▶ **Source data**
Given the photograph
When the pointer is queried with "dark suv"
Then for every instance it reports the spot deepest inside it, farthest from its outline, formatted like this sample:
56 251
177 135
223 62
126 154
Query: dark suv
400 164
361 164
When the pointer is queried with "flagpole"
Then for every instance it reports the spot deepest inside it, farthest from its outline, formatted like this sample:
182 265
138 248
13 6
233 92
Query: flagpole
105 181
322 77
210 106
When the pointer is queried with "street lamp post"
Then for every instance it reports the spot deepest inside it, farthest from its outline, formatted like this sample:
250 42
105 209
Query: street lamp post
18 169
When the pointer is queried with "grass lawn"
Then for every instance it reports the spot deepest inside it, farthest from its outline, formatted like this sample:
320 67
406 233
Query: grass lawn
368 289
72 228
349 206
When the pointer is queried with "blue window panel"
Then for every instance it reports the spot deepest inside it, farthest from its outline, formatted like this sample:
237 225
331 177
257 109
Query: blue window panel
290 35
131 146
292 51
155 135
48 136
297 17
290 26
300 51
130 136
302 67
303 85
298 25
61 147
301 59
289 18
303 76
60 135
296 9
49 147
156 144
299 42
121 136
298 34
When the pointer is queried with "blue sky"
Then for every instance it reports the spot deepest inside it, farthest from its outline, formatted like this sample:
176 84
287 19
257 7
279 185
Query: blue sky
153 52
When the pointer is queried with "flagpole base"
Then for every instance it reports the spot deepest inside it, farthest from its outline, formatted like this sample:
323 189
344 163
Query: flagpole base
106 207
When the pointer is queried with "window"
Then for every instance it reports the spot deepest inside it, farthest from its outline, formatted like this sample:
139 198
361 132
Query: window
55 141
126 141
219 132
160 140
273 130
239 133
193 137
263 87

▶ **Task objective**
The required result is an identical copy of the records above.

▶ **The completed task**
Given the photograph
When the pointer is queried with "dark suv"
Then for every instance it reports the spot deepest inside it, farthest from its outline, formatted like this sample:
56 251
177 135
223 62
126 154
Query: dark suv
400 164
361 164
When the pointer is queried with "flagpole"
Then for every instance it reports the spot deepest inside it, farthest from its outline, formatted like this sample:
182 265
138 248
13 6
233 92
Query: flagpole
105 181
322 77
210 106
When the pointer is queried with "street lamp post"
Then for every instance it reports the spot deepest inside it, farthest from its outline, formatted like this sample:
250 42
105 209
Query: street lamp post
18 169
When the pointer is queried with "grass lawn"
Then for every instance it reports the spot deepest inside it, farthest from its outline, formatted like this sample:
320 67
406 233
Query: grass lawn
368 289
72 228
349 206
When the pointer is queried with "blue window panel"
Then for every instance it reports the spot deepest inside it, farthest from its outline, formatted like this sample:
237 225
331 177
257 109
Query: blue window panel
290 35
131 146
292 51
155 135
48 136
297 17
290 26
300 51
130 136
302 67
303 85
298 25
61 147
301 59
289 18
303 76
60 135
296 9
49 147
156 144
299 42
121 136
298 34
When the pointer is queried with "blue sky"
Then for every instance it reports the spot deepest inside it, farthest from its outline, formatted like this sample:
176 84
287 19
257 7
279 185
Query: blue sky
153 52
When the pointer is queried with "flagpole base"
Then for every instance it reports the spot deepest inside it, farthest from its outline, formatted like this sample:
323 189
344 163
Query: flagpole base
106 207
When the pointer is queried with "window"
Then for every instance it reports the spot deepest inside it, farthest from its outline, formatted like this sample:
139 198
361 132
Query: window
55 141
126 141
219 132
160 140
273 130
239 133
193 137
263 87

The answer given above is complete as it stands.